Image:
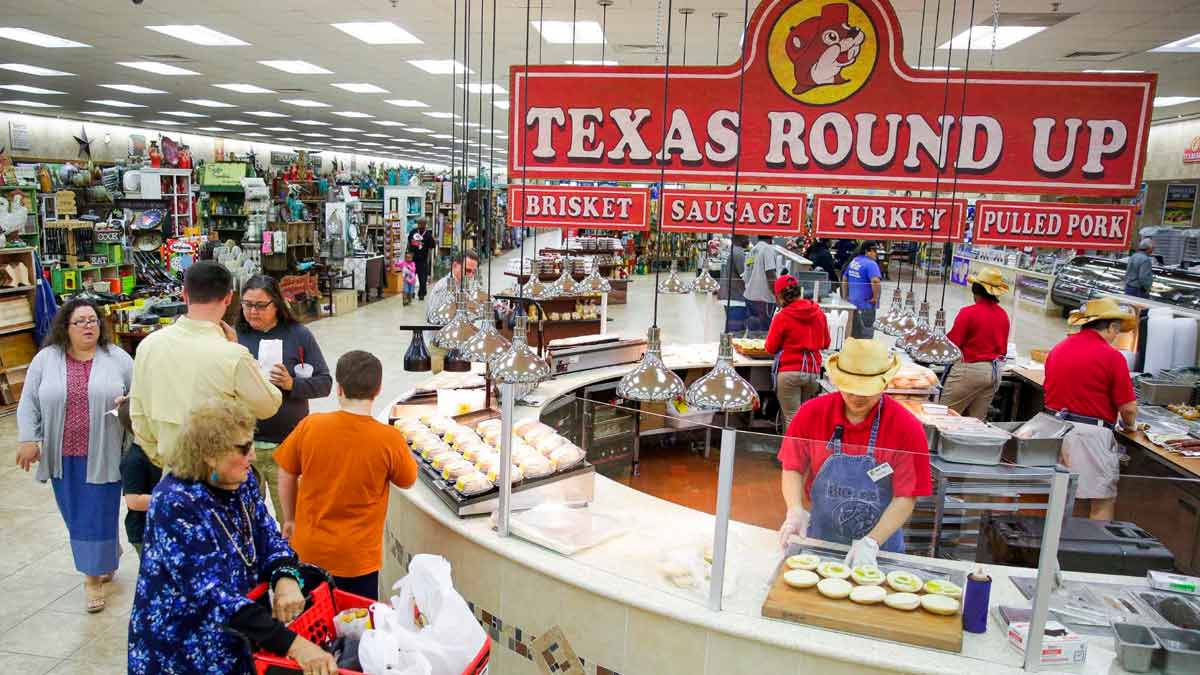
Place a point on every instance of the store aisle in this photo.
(43, 627)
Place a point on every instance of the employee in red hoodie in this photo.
(981, 330)
(797, 334)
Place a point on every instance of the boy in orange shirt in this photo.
(334, 517)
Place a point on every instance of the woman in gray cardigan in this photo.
(72, 383)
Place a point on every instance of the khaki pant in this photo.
(970, 388)
(793, 388)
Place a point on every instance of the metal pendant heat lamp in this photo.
(721, 388)
(520, 363)
(937, 350)
(672, 284)
(651, 380)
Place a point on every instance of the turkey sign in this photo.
(829, 101)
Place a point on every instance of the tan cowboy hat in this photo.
(1104, 308)
(990, 279)
(863, 366)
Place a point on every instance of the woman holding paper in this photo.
(291, 358)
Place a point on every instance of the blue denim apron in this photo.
(846, 503)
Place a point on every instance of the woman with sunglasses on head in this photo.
(265, 316)
(208, 543)
(64, 428)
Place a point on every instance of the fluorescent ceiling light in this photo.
(304, 102)
(565, 33)
(592, 63)
(209, 103)
(114, 103)
(1191, 43)
(156, 67)
(35, 70)
(29, 103)
(981, 36)
(245, 88)
(1168, 101)
(439, 66)
(132, 88)
(39, 39)
(295, 67)
(360, 87)
(199, 35)
(28, 89)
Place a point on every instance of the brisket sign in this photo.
(829, 101)
(779, 214)
(909, 219)
(1055, 226)
(597, 208)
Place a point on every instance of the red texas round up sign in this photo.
(829, 101)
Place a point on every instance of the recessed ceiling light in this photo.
(199, 35)
(209, 103)
(28, 89)
(360, 87)
(39, 39)
(565, 33)
(478, 88)
(115, 103)
(35, 70)
(1191, 43)
(1168, 101)
(245, 88)
(439, 66)
(304, 102)
(156, 67)
(297, 67)
(29, 103)
(981, 36)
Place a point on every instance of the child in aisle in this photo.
(334, 517)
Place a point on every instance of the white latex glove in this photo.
(862, 551)
(796, 524)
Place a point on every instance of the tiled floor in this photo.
(43, 627)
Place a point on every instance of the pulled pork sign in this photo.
(829, 101)
(1066, 226)
(779, 214)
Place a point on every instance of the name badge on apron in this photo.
(880, 472)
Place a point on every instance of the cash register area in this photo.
(43, 627)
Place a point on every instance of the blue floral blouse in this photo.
(193, 580)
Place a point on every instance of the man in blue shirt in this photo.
(862, 284)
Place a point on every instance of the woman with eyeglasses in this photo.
(72, 383)
(265, 316)
(209, 542)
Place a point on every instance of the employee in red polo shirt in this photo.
(981, 332)
(1087, 383)
(856, 460)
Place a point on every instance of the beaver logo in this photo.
(822, 52)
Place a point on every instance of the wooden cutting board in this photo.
(809, 607)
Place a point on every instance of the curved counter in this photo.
(621, 616)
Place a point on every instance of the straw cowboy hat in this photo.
(1104, 308)
(863, 366)
(990, 279)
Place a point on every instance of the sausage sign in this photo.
(831, 101)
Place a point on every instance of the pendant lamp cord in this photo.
(737, 163)
(963, 109)
(664, 157)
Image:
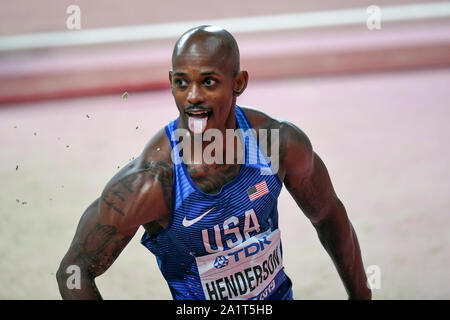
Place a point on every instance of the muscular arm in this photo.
(137, 195)
(307, 180)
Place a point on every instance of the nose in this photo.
(195, 95)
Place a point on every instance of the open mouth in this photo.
(198, 120)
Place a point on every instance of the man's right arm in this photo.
(131, 199)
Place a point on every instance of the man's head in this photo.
(206, 78)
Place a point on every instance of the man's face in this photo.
(202, 85)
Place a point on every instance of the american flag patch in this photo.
(258, 190)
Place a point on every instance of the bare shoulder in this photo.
(141, 192)
(295, 149)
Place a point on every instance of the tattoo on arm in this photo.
(162, 172)
(101, 247)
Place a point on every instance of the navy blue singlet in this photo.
(225, 245)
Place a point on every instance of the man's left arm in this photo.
(307, 180)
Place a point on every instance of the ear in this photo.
(240, 83)
(170, 78)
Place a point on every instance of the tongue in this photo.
(197, 124)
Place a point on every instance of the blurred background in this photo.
(84, 87)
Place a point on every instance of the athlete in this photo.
(213, 225)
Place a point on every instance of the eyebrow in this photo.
(206, 73)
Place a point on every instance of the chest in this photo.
(211, 178)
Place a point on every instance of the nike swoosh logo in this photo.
(188, 223)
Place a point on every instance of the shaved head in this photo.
(209, 42)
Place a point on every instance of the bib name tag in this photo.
(250, 270)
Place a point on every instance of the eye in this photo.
(209, 82)
(180, 82)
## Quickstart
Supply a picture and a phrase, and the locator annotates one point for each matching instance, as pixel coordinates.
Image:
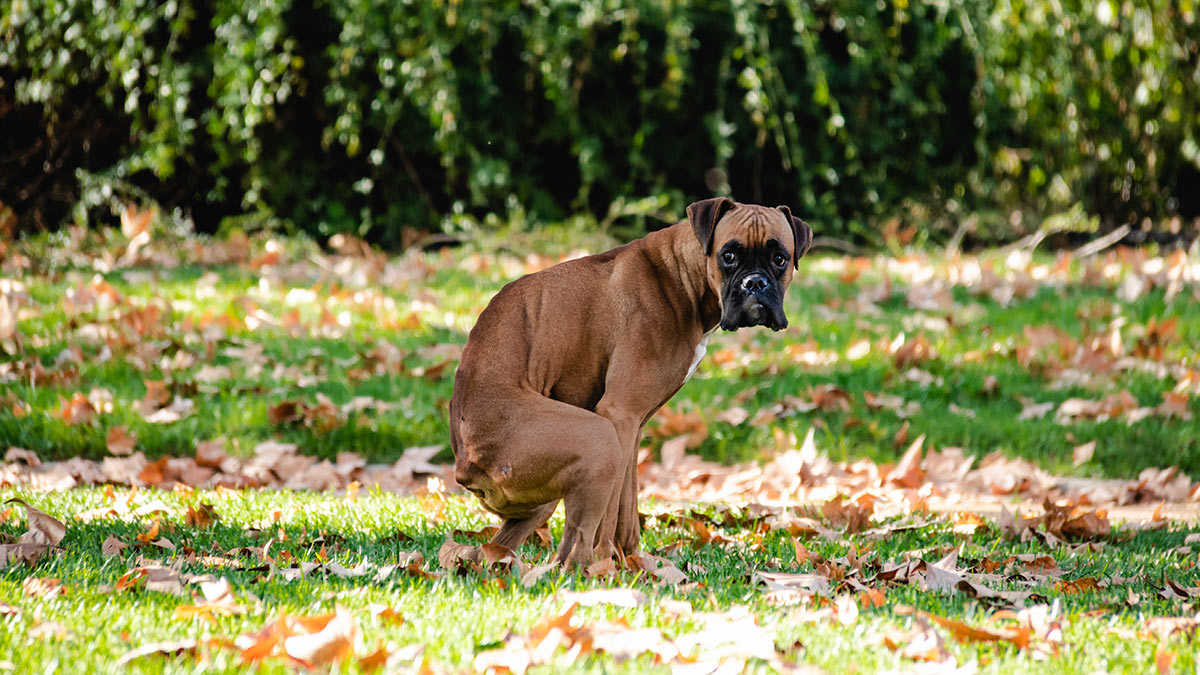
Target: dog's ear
(703, 216)
(802, 236)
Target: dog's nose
(754, 282)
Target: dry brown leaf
(43, 529)
(459, 557)
(113, 547)
(172, 647)
(907, 472)
(966, 633)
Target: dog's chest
(699, 356)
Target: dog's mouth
(751, 310)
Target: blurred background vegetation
(394, 119)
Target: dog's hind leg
(515, 530)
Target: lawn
(267, 354)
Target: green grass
(436, 309)
(425, 309)
(455, 617)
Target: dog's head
(751, 252)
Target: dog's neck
(685, 255)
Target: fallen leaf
(112, 547)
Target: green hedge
(387, 118)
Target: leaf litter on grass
(798, 489)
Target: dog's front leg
(613, 535)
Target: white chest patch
(699, 357)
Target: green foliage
(353, 115)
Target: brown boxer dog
(565, 366)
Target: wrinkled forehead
(753, 226)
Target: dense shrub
(378, 117)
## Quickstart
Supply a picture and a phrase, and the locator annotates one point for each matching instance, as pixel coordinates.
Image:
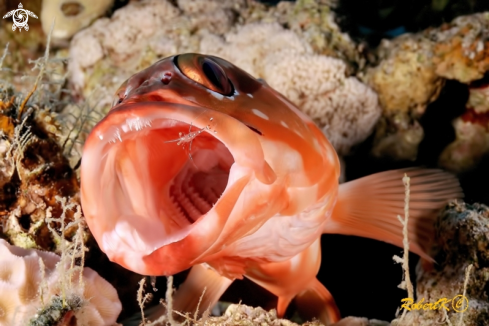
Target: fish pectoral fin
(317, 302)
(368, 207)
(187, 297)
(282, 305)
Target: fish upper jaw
(152, 206)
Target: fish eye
(204, 71)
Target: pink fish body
(200, 165)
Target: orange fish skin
(198, 164)
(262, 186)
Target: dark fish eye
(204, 71)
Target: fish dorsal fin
(368, 207)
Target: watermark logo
(459, 303)
(20, 17)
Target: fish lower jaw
(175, 183)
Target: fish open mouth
(203, 164)
(181, 169)
(152, 174)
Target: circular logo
(460, 303)
(20, 18)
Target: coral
(462, 238)
(405, 77)
(108, 52)
(314, 22)
(408, 74)
(33, 169)
(472, 133)
(32, 279)
(234, 315)
(406, 83)
(461, 51)
(342, 106)
(71, 16)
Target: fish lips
(129, 160)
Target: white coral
(345, 108)
(26, 283)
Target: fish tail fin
(368, 207)
(317, 302)
(191, 295)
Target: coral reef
(71, 16)
(461, 239)
(472, 133)
(409, 72)
(33, 280)
(33, 169)
(250, 35)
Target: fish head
(194, 155)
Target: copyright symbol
(460, 303)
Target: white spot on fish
(259, 114)
(216, 95)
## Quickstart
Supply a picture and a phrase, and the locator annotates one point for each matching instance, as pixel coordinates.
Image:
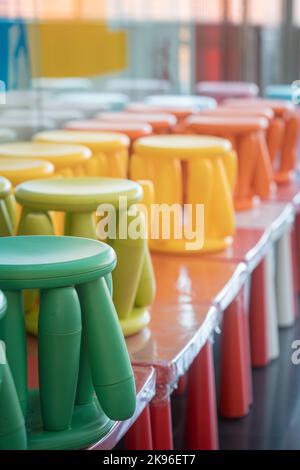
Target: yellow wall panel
(76, 48)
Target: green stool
(7, 209)
(85, 376)
(12, 425)
(79, 198)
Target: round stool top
(7, 135)
(97, 101)
(45, 261)
(182, 146)
(96, 141)
(77, 194)
(226, 111)
(62, 156)
(227, 89)
(279, 92)
(223, 124)
(5, 187)
(3, 306)
(279, 107)
(133, 130)
(17, 170)
(156, 120)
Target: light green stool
(12, 425)
(85, 375)
(7, 208)
(79, 198)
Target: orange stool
(247, 136)
(109, 150)
(161, 123)
(211, 171)
(282, 136)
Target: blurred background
(180, 41)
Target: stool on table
(161, 123)
(109, 150)
(7, 208)
(85, 376)
(283, 133)
(68, 160)
(223, 90)
(210, 177)
(79, 199)
(247, 135)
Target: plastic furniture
(223, 90)
(68, 160)
(191, 295)
(282, 136)
(247, 135)
(85, 376)
(161, 123)
(210, 169)
(79, 199)
(7, 208)
(109, 150)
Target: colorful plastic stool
(7, 135)
(59, 116)
(109, 150)
(247, 135)
(284, 132)
(82, 383)
(26, 128)
(17, 170)
(7, 208)
(68, 160)
(80, 198)
(12, 424)
(222, 90)
(210, 167)
(133, 130)
(161, 123)
(138, 88)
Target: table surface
(145, 379)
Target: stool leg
(284, 282)
(6, 228)
(12, 425)
(271, 306)
(201, 421)
(112, 374)
(35, 223)
(139, 436)
(258, 317)
(12, 332)
(236, 379)
(59, 351)
(161, 422)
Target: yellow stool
(68, 160)
(110, 150)
(188, 171)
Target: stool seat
(17, 170)
(105, 141)
(5, 187)
(183, 147)
(61, 156)
(77, 194)
(223, 124)
(156, 120)
(44, 262)
(133, 130)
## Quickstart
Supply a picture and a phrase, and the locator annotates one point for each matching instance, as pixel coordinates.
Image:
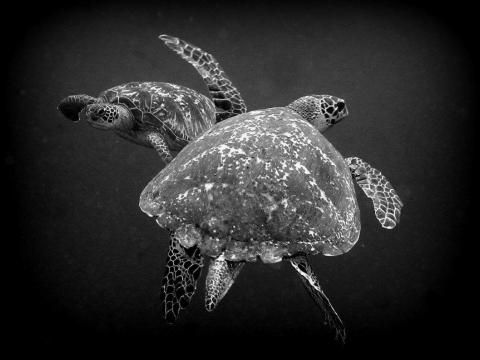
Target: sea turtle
(262, 185)
(161, 115)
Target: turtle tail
(72, 105)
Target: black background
(84, 265)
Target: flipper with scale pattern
(311, 284)
(220, 277)
(226, 97)
(386, 202)
(180, 280)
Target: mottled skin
(264, 185)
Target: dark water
(86, 264)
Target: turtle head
(107, 116)
(322, 111)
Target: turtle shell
(180, 112)
(261, 184)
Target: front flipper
(226, 97)
(72, 105)
(386, 202)
(158, 143)
(220, 277)
(311, 284)
(180, 280)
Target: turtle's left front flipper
(226, 97)
(386, 202)
(180, 280)
(311, 284)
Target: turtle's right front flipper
(386, 202)
(311, 284)
(180, 280)
(72, 105)
(226, 97)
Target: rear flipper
(227, 98)
(310, 281)
(180, 280)
(386, 202)
(220, 277)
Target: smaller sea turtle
(161, 115)
(262, 185)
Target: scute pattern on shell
(179, 111)
(265, 183)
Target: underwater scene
(239, 177)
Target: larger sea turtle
(262, 185)
(161, 115)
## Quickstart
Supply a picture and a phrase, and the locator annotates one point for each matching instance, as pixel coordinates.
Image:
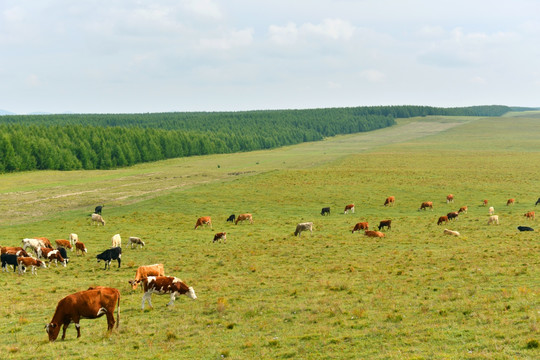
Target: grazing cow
(73, 238)
(442, 219)
(9, 259)
(79, 246)
(385, 223)
(450, 232)
(110, 254)
(390, 201)
(116, 241)
(63, 243)
(303, 227)
(360, 226)
(243, 217)
(145, 271)
(26, 262)
(371, 233)
(89, 304)
(97, 219)
(220, 236)
(15, 250)
(136, 241)
(348, 208)
(493, 219)
(325, 211)
(452, 215)
(204, 220)
(426, 204)
(161, 285)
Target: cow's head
(52, 330)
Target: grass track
(266, 294)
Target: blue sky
(125, 56)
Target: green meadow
(266, 294)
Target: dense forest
(107, 141)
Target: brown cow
(25, 262)
(88, 304)
(372, 233)
(161, 285)
(205, 220)
(385, 223)
(361, 226)
(220, 236)
(442, 219)
(426, 204)
(390, 201)
(64, 244)
(243, 217)
(145, 271)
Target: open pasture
(414, 294)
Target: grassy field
(265, 294)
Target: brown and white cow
(162, 285)
(204, 220)
(243, 217)
(390, 201)
(63, 243)
(360, 226)
(372, 233)
(425, 205)
(26, 262)
(348, 208)
(442, 219)
(89, 304)
(220, 236)
(145, 271)
(79, 246)
(303, 227)
(98, 219)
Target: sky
(129, 56)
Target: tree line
(107, 141)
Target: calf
(90, 304)
(25, 262)
(161, 285)
(110, 254)
(385, 223)
(360, 226)
(220, 236)
(136, 241)
(303, 227)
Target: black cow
(9, 259)
(109, 255)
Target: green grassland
(266, 294)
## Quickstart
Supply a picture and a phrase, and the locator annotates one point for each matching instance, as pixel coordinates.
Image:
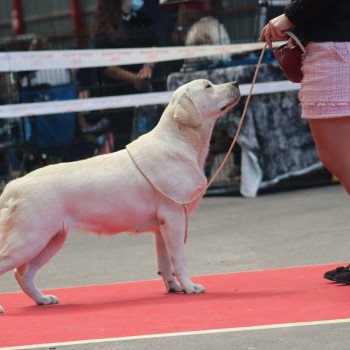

_ _ _

* [Work order] Your answer must be the lines from the one containing "Target: brown and white cow" through the last line of the records, copied exactly, with no pictures.

* [Solution to the problem]
Target: brown and white cow
(162, 285)
(204, 220)
(243, 217)
(390, 201)
(63, 243)
(360, 226)
(372, 233)
(425, 205)
(26, 262)
(348, 208)
(442, 219)
(89, 304)
(220, 236)
(145, 271)
(79, 246)
(303, 227)
(98, 219)
Target: sky
(129, 56)
Target: tree line
(107, 141)
Target: calf
(90, 304)
(25, 262)
(161, 285)
(110, 254)
(385, 223)
(360, 226)
(220, 236)
(136, 241)
(303, 227)
Target: black cow
(9, 259)
(109, 255)
Target: green grassland
(266, 294)
## Quickstart
Supply a picture and a phrase, and the locator annotates one point for each matching instance, as pixel coordinates.
Image:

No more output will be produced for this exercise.